* Problems
1) Please reproduce the notice clause word for word, starting at "Notices shall be" and ending at "any notice hereunder.".
2) Carry the notice clause forward from its final sentence.

If to the Lender:    
    William Joseph Miller, Jr.
275 Beachland Dr.
Atlanta, GA 30342
If to the Borrower:    
    AmeriVision Communications, Inc.
5900 Mosteller Drive, Suite 1850
Oklahoma City, OK 73112
Attn: David Grose
With a copy to:    
    Dag Wilkinson
Wiley, Rein & Fielding
1776 K Street, N.W.
Washington, D.C. 20006
If to Coast:    
    Coast Business Credit
12121 Wilshire Boulevard
Suite 1111
Los Angeles, CA 90025
Attn: Commercial Finance Division
          Division Manager

Notices shall be deemed given upon the earlier to occur of (i) actual receipt by the party to whom such notice is directed; (ii) if sent by facsimile machine, on the Business Day such notice is sent if sent (as evidenced by the facsimile confirmed receipt) prior to 5:00 p.m. Eastern Time and, if sent after 5:00 p.m. Eastern Time, on the Business Day after which such notice is sent, and in any case contingent



upon sending such confirmation copy; (iii) on the first Business Day following the day the same is deposited with the commercial courier if sent by commercial overnight delivery service; or (iv) the fifth Business Day following deposit thereof with the United States Postal Service as aforesaid. Each party, by notice duly given in accordance therewith may specify a different address for the giving of any notice hereunder.

(Entries on locating named things)
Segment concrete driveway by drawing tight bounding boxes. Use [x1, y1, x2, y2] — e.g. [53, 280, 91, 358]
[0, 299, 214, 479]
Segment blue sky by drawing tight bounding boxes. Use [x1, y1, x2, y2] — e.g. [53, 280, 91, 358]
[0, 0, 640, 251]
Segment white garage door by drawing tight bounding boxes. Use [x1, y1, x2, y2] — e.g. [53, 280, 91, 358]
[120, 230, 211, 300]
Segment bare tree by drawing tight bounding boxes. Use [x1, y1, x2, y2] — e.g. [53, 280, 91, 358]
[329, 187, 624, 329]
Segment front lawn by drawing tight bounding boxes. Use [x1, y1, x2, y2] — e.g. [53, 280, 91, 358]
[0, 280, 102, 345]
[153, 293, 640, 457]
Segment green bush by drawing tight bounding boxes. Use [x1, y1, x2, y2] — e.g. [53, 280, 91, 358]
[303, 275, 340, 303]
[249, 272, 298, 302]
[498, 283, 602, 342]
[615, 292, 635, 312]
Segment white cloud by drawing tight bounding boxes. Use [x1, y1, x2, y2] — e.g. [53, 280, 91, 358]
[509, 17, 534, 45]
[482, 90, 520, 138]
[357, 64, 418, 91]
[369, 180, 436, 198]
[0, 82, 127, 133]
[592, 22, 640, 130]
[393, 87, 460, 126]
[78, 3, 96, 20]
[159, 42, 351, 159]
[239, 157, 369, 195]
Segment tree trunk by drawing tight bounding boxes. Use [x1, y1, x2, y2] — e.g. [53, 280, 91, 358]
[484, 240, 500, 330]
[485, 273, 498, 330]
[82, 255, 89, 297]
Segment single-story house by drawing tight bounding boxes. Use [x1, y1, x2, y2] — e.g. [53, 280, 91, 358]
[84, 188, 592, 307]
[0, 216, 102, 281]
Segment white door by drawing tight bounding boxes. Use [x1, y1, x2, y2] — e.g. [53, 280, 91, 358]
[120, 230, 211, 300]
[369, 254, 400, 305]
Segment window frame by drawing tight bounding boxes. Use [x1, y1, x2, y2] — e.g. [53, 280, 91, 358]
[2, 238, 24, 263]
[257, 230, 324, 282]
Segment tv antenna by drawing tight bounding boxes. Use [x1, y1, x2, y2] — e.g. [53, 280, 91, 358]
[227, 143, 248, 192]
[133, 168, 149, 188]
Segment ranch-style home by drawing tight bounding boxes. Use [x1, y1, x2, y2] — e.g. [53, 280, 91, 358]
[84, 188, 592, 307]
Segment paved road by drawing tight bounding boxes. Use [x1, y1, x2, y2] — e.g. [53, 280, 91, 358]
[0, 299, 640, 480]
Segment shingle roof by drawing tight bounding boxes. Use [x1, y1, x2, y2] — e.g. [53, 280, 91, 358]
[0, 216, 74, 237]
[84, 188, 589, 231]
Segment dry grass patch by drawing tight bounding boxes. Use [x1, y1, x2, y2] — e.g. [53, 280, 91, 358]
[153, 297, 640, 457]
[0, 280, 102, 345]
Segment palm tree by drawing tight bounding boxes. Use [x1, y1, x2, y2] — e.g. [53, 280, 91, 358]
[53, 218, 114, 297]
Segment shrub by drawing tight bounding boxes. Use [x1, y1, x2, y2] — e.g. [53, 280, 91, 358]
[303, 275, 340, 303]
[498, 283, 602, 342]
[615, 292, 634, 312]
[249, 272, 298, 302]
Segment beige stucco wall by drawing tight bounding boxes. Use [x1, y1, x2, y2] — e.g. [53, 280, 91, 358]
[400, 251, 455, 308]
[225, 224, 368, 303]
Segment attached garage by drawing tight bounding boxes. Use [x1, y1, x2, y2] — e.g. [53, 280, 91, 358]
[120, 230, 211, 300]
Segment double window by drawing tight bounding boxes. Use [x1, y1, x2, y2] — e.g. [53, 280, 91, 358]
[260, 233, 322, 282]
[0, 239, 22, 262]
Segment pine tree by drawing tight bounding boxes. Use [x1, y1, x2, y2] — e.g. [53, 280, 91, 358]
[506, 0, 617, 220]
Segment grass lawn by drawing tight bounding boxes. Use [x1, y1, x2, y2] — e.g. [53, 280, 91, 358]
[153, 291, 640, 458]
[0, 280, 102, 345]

--

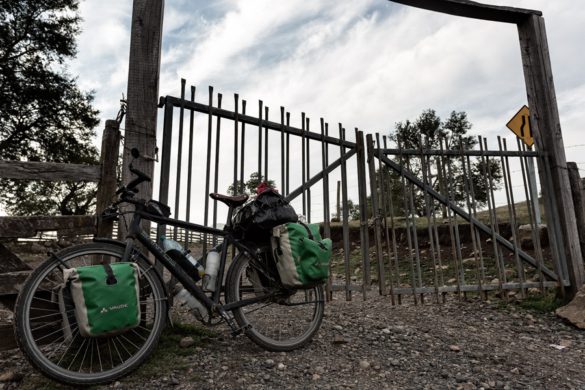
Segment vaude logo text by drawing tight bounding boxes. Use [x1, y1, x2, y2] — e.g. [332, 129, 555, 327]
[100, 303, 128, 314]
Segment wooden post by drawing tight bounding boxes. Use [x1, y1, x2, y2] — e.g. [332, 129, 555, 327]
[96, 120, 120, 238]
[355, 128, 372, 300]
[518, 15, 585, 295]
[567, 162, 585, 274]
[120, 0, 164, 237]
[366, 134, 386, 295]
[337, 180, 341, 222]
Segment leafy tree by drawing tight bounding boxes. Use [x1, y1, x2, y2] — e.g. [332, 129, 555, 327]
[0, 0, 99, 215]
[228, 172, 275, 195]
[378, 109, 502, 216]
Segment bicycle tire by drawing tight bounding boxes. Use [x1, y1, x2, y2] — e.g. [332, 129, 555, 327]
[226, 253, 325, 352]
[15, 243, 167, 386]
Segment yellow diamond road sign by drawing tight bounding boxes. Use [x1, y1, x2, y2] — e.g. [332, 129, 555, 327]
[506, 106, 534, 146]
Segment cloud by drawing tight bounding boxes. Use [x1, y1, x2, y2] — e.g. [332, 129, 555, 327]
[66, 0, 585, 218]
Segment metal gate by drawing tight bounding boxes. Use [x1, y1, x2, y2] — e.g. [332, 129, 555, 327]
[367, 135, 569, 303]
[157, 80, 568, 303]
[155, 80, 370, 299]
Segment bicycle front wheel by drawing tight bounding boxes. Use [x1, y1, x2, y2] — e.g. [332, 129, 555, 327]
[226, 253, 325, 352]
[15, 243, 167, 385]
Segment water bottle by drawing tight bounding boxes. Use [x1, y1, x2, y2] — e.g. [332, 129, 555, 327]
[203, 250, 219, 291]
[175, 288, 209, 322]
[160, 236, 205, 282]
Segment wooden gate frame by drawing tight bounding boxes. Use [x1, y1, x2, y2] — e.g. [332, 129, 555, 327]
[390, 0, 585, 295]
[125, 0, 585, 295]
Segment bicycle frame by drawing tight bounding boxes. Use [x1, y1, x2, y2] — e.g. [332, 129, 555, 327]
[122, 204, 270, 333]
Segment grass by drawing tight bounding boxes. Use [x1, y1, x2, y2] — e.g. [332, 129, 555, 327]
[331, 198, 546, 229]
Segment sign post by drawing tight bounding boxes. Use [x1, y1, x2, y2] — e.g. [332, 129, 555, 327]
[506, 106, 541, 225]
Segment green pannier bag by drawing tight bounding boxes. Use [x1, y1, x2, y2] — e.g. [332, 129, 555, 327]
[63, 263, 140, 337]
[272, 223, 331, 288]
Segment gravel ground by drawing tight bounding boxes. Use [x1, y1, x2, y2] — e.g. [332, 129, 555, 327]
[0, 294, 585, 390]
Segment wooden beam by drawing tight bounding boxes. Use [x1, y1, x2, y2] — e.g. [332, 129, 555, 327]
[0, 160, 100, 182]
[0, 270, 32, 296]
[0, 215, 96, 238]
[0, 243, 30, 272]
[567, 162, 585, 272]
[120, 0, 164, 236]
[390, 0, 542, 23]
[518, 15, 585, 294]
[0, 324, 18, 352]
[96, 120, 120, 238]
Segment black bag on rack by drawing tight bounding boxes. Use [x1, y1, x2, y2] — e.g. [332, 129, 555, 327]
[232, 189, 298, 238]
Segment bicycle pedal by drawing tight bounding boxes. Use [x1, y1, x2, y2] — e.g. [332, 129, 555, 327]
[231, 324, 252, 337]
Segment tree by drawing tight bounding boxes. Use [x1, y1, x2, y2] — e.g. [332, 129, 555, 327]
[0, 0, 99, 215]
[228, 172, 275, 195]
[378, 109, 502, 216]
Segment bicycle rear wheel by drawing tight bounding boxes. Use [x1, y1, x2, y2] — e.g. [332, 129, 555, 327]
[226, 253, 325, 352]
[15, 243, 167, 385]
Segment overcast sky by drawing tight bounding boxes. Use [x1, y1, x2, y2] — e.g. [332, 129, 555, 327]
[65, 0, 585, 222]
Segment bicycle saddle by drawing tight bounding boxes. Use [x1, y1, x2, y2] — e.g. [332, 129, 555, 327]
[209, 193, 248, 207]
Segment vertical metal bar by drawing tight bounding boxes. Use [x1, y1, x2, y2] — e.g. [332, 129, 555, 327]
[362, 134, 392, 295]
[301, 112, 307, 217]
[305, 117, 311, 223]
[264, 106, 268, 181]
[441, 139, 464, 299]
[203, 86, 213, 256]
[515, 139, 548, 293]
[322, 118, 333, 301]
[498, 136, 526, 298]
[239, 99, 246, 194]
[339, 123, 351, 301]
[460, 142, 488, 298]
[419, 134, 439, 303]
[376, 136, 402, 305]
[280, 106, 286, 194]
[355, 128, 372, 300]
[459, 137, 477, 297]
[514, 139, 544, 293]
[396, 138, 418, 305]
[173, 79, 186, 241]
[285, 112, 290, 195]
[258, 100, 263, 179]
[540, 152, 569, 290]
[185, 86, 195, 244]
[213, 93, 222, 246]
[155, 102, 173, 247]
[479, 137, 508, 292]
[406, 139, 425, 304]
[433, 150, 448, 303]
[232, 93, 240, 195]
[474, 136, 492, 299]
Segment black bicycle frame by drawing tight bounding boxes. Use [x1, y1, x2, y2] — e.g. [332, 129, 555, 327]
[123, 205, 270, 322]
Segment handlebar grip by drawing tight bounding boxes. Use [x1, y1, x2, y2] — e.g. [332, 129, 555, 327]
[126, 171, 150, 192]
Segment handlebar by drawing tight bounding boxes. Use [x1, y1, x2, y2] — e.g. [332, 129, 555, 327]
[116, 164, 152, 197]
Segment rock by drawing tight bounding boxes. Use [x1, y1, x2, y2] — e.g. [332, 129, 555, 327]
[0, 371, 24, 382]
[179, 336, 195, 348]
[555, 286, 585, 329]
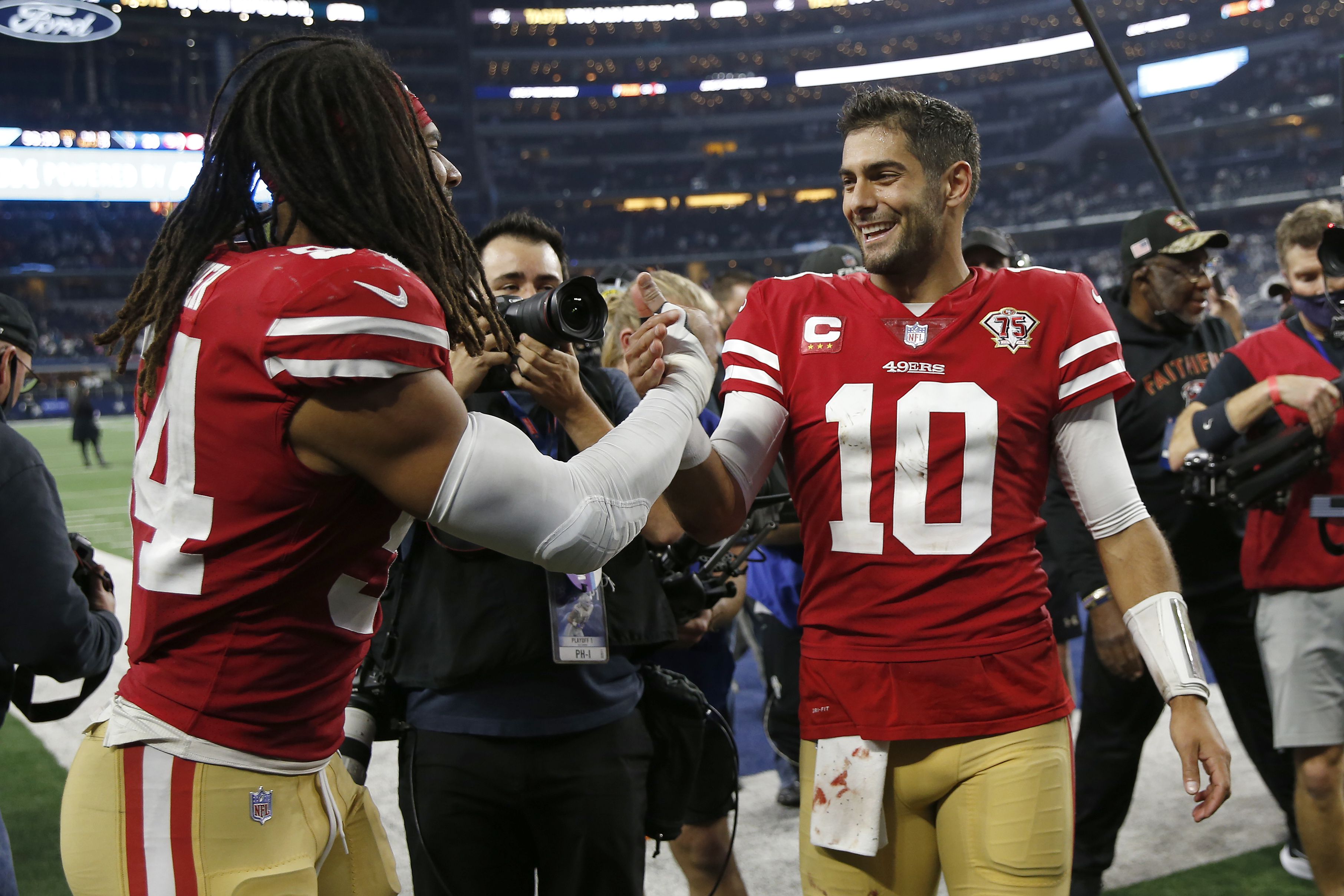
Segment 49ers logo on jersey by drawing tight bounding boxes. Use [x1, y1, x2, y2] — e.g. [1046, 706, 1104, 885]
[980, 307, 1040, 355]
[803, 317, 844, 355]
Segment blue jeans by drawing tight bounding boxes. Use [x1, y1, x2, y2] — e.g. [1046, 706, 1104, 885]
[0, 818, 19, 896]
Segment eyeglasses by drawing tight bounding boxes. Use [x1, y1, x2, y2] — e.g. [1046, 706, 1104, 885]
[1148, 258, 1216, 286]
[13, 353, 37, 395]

---

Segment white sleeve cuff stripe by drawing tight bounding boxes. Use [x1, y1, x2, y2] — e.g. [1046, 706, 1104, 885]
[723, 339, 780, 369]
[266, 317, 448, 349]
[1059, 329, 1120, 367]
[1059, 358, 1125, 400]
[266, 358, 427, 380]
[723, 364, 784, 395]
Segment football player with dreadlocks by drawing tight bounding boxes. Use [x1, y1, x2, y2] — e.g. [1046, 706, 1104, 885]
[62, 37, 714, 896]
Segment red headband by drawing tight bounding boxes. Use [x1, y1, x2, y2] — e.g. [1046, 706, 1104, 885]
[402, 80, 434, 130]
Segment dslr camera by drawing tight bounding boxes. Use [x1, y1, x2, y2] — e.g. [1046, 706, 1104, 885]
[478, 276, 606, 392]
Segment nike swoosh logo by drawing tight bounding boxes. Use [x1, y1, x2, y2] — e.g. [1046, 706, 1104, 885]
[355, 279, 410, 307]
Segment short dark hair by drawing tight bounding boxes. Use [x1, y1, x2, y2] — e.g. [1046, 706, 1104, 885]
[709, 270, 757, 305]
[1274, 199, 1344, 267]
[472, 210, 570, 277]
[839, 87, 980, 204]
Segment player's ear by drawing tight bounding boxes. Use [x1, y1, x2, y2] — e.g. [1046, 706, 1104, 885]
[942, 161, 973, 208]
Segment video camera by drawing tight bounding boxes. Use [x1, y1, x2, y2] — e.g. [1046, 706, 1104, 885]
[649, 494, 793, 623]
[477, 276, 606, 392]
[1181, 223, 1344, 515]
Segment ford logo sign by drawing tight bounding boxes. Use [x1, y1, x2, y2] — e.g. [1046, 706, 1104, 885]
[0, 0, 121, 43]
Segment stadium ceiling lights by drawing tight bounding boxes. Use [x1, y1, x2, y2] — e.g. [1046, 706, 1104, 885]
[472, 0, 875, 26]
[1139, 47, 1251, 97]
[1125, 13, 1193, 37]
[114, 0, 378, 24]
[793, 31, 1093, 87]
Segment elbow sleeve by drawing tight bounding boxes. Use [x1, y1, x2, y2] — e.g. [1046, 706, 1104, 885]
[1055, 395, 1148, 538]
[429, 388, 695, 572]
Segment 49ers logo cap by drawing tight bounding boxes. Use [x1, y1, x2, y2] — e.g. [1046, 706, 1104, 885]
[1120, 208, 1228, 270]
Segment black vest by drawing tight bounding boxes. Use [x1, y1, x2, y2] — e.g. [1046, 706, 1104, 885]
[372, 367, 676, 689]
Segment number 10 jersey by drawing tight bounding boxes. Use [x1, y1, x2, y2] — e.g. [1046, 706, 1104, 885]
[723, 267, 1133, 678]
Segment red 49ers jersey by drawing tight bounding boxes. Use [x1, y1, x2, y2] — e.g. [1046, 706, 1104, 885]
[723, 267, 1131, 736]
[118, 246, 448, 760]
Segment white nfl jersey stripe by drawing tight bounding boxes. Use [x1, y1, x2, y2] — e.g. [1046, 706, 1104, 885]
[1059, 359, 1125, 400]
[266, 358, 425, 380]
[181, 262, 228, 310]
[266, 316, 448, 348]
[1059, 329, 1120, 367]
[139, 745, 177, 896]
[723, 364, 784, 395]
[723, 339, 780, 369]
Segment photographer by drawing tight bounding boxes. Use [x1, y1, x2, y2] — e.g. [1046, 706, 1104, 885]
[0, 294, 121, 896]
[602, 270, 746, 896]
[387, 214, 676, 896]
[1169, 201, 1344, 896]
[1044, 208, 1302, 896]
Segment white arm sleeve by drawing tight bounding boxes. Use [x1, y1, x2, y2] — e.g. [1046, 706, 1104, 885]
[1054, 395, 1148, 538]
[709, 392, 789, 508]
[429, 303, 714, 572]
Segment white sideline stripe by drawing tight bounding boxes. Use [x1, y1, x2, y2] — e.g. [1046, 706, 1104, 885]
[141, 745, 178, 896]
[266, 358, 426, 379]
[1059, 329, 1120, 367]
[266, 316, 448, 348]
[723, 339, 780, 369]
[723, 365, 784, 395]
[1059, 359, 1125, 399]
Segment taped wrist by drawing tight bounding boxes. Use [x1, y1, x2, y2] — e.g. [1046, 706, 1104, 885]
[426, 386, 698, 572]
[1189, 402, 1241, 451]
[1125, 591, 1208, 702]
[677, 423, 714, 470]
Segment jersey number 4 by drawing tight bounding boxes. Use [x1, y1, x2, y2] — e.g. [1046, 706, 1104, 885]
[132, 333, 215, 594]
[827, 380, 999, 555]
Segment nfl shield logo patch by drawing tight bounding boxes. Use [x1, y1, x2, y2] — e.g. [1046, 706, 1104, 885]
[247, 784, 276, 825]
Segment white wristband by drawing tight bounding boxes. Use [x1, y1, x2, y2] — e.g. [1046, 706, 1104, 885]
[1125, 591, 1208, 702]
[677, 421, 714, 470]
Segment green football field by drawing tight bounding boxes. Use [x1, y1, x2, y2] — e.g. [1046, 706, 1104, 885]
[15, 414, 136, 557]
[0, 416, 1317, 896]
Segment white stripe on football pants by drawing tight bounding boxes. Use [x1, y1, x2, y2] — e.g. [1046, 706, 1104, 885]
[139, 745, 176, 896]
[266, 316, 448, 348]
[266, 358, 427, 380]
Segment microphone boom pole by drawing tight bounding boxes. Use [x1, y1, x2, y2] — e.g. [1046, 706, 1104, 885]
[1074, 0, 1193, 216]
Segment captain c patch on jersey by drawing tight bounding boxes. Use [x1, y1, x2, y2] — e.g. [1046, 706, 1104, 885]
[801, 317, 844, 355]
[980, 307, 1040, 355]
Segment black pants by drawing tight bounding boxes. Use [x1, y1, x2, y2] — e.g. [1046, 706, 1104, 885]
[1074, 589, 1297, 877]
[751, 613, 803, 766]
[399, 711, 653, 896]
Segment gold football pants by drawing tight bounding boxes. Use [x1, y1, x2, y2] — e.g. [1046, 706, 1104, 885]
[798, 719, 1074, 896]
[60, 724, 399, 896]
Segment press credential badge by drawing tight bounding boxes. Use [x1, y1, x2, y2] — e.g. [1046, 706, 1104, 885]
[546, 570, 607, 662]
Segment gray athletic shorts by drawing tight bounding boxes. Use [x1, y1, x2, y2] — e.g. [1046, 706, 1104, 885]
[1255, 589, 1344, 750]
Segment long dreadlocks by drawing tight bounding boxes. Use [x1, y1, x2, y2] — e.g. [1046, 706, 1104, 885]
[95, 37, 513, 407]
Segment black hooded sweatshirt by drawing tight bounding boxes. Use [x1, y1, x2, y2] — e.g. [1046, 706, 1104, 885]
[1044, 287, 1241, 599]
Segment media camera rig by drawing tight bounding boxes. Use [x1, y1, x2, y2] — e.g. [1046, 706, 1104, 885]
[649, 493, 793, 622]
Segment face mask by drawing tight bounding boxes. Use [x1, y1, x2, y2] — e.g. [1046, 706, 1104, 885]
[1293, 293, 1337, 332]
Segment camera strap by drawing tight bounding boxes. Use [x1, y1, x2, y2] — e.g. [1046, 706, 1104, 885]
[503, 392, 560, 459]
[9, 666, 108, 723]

* Answers for the exercise
1)
Notices shall be deemed given upon the earlier to occur of (i) actual receipt by the party to whom such notice is directed; (ii) if sent by facsimile machine, on the Business Day such notice is sent if sent (as evidenced by the facsimile confirmed receipt) prior to 5:00 p.m. Eastern Time and, if sent after 5:00 p.m. Eastern Time, on the Business Day after which such notice is sent, and in any case contingent



upon sending such confirmation copy; (iii) on the first Business Day following the day the same is deposited with the commercial courier if sent by commercial overnight delivery service; or (iv) the fifth Business Day following deposit thereof with the United States Postal Service as aforesaid. Each party, by notice duly given in accordance therewith may specify a different address for the giving of any notice hereunder.

2)
        11.    Governing Law and Venue.    The Borrower acknowledges and agrees that irrespective of where executed, this Note shall be construed in accordance with the laws of Oklahoma, and venue for any legal action, which may be brought hereunder, shall be deemed to lie in Oklahoma City, Oklahoma.

        12.    No Recourse Against Others.    A director, officer, employee, stockholder, trustee or beneficiary, as such, of the Borrower shall not have any liability for any obligations of the Borrower under this Note or for any claim based on, in respect of, or by reason of any such obligations or their creation. The Lender, by accepting this Note, waives and releases all such liability.

        13.    Entire Agreement.    This Note and any other document identified or otherwise referenced herein constitutes the entire understanding of the parties with respect to the subject matter hereof, and no amendment, modification or alteration of the terms hereof shall be binding unless the same be in writing, dated subsequent to the date hereof and duly approved and executed by the Borrower and Lender.


        IN WITNESS WHEREOF, the Borrower has executed this Note as of the date first written above.

    AMERIVISION COMMUNICATIONS, INC.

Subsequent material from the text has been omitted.